┌─ Metin Bölümü

TKP-ML MK: Nerede Bir Direniş ve Mücadele Varsa Orada Yaşıyor ve Savaşıyor İbrahim Kaypakkaya!

Açıklama No: 2025/6

Nerede Bir Direniş ve Mücadele Varsa

Orada Yaşıyor ve Savaşıyor İbrahim Kaypakkaya!

Komünist önder İbrahim Kaypakkaya yoldaşın, faşist Türk devleti tarafından katledilmesinin 52. yıldönümündeyiz. Kürt ve Türk uluslarından, çeşitli milliyet ve inançlarından Türkiye işçi sınıfı ve emekçi halkının bu genç komünist önderi ve partimizin kurucusu İ.Kaypakkaya; 18 Mayıs 1973’te aylar süren işkenceler sonucunda Amed Hapishanesi’nde ölümsüzleşti.

└─
┌─ Sağlanan Girdiler

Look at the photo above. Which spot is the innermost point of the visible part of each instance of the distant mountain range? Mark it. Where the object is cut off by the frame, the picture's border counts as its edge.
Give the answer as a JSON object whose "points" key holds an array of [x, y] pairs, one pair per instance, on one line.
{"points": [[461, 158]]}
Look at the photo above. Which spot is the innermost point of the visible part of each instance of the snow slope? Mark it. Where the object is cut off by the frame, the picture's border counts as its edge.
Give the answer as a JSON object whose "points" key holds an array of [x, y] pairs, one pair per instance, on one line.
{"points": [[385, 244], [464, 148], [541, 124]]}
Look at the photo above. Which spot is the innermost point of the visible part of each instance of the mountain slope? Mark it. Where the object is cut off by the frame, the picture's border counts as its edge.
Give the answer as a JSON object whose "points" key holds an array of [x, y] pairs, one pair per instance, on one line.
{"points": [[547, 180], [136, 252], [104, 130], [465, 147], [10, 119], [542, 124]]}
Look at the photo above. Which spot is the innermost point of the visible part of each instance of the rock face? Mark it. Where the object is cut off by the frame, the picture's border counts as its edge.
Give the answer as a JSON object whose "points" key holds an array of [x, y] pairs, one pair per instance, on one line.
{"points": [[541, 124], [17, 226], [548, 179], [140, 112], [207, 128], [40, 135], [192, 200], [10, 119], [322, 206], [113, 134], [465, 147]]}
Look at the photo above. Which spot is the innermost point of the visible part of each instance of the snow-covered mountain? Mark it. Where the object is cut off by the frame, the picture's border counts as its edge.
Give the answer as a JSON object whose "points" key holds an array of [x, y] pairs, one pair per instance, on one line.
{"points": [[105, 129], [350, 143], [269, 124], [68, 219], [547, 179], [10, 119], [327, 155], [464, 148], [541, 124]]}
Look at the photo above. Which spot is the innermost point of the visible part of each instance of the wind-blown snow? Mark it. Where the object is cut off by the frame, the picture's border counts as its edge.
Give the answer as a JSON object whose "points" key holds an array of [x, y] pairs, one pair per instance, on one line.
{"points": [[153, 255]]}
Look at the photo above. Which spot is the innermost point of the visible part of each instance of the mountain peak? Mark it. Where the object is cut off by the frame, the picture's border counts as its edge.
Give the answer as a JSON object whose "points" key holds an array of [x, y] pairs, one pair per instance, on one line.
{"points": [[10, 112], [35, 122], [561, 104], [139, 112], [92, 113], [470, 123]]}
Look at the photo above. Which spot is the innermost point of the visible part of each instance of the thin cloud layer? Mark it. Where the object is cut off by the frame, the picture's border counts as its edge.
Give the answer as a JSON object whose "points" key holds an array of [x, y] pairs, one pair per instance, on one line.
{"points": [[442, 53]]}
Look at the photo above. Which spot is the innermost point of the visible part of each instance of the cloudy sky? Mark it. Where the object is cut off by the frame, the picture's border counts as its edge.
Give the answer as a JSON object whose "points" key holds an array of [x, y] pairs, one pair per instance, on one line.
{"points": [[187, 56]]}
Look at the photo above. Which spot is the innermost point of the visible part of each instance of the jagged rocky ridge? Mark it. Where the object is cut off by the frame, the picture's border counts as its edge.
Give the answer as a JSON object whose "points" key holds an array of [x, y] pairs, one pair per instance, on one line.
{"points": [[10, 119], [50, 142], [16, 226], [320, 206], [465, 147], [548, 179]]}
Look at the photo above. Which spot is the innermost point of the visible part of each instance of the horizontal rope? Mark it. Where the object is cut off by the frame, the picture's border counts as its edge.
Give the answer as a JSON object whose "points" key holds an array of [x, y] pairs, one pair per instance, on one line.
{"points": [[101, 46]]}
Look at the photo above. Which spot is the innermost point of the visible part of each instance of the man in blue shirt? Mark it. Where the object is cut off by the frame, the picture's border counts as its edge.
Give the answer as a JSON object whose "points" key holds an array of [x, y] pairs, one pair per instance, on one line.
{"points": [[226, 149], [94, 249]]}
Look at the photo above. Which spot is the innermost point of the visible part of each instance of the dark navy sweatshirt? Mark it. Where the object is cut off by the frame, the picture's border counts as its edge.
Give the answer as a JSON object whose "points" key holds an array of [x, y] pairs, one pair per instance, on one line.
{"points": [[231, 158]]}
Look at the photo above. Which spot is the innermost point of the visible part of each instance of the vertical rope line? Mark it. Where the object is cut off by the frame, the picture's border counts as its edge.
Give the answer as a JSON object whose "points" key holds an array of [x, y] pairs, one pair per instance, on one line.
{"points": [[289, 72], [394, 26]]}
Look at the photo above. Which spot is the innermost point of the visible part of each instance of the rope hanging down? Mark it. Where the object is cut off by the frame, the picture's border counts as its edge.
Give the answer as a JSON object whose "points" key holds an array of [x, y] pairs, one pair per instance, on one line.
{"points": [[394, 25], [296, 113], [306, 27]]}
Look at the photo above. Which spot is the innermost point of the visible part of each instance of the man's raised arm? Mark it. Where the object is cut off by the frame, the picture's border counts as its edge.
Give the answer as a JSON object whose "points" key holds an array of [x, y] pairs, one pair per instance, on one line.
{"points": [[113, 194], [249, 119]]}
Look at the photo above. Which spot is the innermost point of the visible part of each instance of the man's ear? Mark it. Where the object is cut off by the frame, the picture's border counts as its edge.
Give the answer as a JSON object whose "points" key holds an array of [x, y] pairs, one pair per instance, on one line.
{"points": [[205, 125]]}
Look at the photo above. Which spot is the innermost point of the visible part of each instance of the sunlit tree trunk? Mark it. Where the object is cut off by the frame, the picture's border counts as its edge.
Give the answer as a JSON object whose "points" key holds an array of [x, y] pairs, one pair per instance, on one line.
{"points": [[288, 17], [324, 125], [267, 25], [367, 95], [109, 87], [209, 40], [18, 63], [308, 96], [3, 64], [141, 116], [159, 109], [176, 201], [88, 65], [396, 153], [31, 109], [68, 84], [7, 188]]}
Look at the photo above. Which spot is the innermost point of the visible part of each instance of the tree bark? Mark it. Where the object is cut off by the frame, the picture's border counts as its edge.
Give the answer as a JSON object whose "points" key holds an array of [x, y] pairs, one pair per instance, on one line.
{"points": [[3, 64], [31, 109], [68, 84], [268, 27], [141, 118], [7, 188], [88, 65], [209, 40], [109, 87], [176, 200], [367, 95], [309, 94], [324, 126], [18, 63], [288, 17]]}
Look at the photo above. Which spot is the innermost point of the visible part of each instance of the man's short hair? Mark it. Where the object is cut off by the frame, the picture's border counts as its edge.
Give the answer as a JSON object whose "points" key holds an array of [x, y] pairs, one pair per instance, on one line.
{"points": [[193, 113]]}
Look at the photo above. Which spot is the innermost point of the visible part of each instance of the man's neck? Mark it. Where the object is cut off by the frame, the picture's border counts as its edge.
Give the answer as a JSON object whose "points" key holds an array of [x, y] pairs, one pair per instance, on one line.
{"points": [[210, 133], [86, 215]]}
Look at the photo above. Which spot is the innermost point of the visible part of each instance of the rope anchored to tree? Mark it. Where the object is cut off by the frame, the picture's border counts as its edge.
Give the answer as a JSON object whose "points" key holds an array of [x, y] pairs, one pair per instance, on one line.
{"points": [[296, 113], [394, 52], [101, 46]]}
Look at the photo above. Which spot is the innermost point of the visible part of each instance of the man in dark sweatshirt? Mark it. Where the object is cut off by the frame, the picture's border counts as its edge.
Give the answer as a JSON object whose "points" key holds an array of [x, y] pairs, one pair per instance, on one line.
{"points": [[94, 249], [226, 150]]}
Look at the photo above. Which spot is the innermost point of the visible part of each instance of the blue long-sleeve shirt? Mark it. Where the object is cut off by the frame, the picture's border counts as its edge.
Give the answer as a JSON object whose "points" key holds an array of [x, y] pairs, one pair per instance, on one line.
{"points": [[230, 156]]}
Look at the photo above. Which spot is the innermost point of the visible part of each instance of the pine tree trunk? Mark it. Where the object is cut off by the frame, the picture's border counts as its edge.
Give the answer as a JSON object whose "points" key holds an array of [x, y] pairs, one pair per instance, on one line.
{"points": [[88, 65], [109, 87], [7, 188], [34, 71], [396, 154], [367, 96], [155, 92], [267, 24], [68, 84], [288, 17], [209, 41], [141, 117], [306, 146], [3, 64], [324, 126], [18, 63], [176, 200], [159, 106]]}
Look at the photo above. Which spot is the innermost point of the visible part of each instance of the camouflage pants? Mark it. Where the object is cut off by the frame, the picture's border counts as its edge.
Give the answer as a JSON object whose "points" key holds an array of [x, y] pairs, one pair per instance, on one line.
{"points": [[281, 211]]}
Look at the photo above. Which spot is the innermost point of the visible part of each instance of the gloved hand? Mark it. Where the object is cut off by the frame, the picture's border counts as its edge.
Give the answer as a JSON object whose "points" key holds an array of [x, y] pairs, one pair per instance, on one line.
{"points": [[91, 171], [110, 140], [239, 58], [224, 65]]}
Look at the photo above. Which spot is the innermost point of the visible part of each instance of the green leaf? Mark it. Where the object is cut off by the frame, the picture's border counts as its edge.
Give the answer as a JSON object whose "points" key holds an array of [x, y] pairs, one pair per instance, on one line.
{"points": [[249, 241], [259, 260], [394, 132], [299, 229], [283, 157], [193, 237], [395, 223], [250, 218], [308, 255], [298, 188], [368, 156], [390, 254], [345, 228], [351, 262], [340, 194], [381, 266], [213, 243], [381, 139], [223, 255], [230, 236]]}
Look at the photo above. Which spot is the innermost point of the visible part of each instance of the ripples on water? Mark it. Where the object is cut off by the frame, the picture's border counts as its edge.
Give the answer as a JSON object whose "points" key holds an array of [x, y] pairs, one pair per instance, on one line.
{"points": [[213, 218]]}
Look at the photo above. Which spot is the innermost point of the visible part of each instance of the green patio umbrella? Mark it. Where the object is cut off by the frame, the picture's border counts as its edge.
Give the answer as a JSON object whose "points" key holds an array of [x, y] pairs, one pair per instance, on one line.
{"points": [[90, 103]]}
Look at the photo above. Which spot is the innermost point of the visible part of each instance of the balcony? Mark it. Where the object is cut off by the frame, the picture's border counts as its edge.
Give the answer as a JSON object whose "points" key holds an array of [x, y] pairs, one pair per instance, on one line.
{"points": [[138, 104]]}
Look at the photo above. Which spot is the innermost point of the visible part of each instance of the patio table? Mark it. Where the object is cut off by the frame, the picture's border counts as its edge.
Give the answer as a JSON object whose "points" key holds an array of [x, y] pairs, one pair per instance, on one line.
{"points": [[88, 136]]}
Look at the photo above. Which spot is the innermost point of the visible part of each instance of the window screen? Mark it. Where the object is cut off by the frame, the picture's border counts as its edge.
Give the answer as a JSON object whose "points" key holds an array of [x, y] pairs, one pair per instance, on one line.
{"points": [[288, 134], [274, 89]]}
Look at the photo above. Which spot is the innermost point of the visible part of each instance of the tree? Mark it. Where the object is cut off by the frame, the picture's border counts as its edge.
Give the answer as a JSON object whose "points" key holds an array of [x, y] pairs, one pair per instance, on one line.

└─

• **Yapılacak İşler**:
1. Lütfen girdilerde "of the window" ifadesinin geçtiği satırdan başlayıp girdilerin son satırında bitecek şekilde bu satırları yeniden yaz. Bunu yaparken "tree" yerine "oak" koyarak metni güncelle, başka hiçbir şeyi değiştirme.
2. İbrahim Kaypakkaya'nın ölüm yıldönümüne ilişkin açıklamayı son cümlesinden sonra sürdür.

• **Çıktılar**:
1.
Look at the photo above. Which spot is the innermost point of the visible part of each instance of the window screen? Mark it. Where the object is cut off by the frame, the picture's border counts as its edge.
Give the answer as a JSON object whose "points" key holds an array of [x, y] pairs, one pair per instance, on one line.
{"points": [[288, 134], [274, 89]]}
Look at the photo above. Which spot is the innermost point of the visible part of each instance of the oak? Mark it. Where the object is cut off by the frame, the picture's border counts as its edge.
Give the answer as a JSON object whose "points" key holds an array of [x, y] pairs, one pair per instance, on one line.

2.
İ.Kaypakkaya’nın katledilmesinden günümüze kadar yaşanan sınıf mücadeleleri ve toplumsal pratiğin dersleri; onun sınıf düşmanları tarafından neden “ihtilalci komünizmin en tehlikeli” temsilcisi olarak görüldüğü ve neden tam da bu nedenle katledildiğini ispatlamış durumdadır. İ.Kaypakkaya yoldaş halen Türk devletinin kabusu olmaya devam etmektedir. Bırakalım görüşlerini savunmayı, resminin olduğu afiş ve pankartları taşımak suç olarak görülmektedir. Bu sebepsiz değildir elbette. Çünkü İ.Kaypakkaya yoldaş, TC devletinin üzerinde yükseldiği zemine ışık tutmuş ve dahası bu gerici faşist iktidarın nasıl yıkılacağını göstermiştir.

TC faşizminin korkusu bakidir çünkü İ.Kaypakkaya, coğrafyamızın sınıflar mücadelesinin ürünüdür. Bu toprakların sınıf mücadelesinin en ileri bilincidir. Bu bilinç; coğrafyamızda sınıflar var olduğu ve sınıf mücadelesi sürdüğü müddetçe yaşamaya ve savaşmaya devam edecektir.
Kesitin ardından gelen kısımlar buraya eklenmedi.